> IL BRANO
==========
Certo, ci può essere anche una lettura meno negativa e più ispirata alla speranza nei due minuti di pubblicità che hanno per protagonista Eminem, il rapper bianco nato nella sconfinata area metropolitana di Detroit, e la Chrysler 200. Quale? Se la fabbrica targata Marchionne sembra avviata sulla via della rinascita, allora anche la città che ha dato i natali all’industria automobilistica made in Usa e che ha creato il primo nucleo di middle class afro-americana ha davvero la possibilità di uscire dall’inferno in cui vive. È una visione ottimista che però nasce dal rifiuto di guardare il cuore dell’inferno di Detroit e dalla difficoltà di trovare una soluzione.
==========
> SCOPO DELL'ESERCIZIO
Riscrivi come elenco puntato il paragrafo del brano che comincia con «Certo, ci può essere», mantenendone i fatti principali. I dati che seguono vengono da un'altra fonte.
==========
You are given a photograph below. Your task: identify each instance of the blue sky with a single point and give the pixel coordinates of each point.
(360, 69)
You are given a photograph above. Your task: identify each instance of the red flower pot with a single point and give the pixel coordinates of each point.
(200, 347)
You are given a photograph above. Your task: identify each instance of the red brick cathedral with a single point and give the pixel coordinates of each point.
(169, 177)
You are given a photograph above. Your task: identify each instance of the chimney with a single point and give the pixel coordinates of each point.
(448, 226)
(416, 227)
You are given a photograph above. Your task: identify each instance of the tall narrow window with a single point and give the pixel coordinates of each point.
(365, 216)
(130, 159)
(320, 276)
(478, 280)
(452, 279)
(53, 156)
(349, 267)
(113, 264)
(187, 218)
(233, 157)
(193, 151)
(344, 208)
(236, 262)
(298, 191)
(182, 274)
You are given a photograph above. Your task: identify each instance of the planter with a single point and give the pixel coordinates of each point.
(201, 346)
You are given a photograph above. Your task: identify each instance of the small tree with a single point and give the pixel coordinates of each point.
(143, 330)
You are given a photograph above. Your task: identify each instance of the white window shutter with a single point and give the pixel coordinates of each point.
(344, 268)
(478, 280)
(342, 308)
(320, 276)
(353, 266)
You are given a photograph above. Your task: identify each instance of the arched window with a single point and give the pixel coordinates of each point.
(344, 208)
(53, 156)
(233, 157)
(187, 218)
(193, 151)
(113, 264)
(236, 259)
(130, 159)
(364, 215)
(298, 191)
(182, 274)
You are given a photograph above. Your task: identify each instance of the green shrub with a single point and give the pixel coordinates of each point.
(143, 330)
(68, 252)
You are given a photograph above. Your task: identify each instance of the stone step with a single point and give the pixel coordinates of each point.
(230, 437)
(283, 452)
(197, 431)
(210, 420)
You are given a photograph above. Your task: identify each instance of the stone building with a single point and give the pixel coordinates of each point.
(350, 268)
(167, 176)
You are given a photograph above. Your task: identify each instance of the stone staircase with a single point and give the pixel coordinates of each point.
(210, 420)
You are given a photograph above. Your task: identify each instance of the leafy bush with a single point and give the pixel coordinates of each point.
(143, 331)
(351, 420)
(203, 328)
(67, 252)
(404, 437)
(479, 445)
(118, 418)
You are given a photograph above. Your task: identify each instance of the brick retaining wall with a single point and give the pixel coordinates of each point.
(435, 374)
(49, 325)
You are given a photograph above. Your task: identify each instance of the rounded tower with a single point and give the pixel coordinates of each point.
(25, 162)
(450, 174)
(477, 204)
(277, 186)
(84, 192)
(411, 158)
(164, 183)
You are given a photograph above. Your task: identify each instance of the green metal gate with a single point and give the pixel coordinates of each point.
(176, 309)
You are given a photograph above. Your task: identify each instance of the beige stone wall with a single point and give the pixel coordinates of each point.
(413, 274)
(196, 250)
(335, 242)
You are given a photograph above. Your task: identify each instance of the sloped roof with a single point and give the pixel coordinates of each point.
==========
> RISULTATO
- Lo spot di due minuti con Eminem e la Chrysler 200 si può leggere anche in modo più positivo e pieno di speranza.
- Eminem è un rapper bianco nato nella grande area metropolitana di Detroit.
- Se la fabbrica guidata da Marchionne sembra avviata verso la rinascita, anche Detroit potrebbe uscire dall'inferno in cui vive.
- Detroit è la città in cui è nata l'industria automobilistica americana e in cui si è formato il primo nucleo di classe media afroamericana.
- Questa visione ottimista nasce però dal rifiuto di guardare il cuore dell'inferno di Detroit e dalla difficoltà di trovare una soluzione.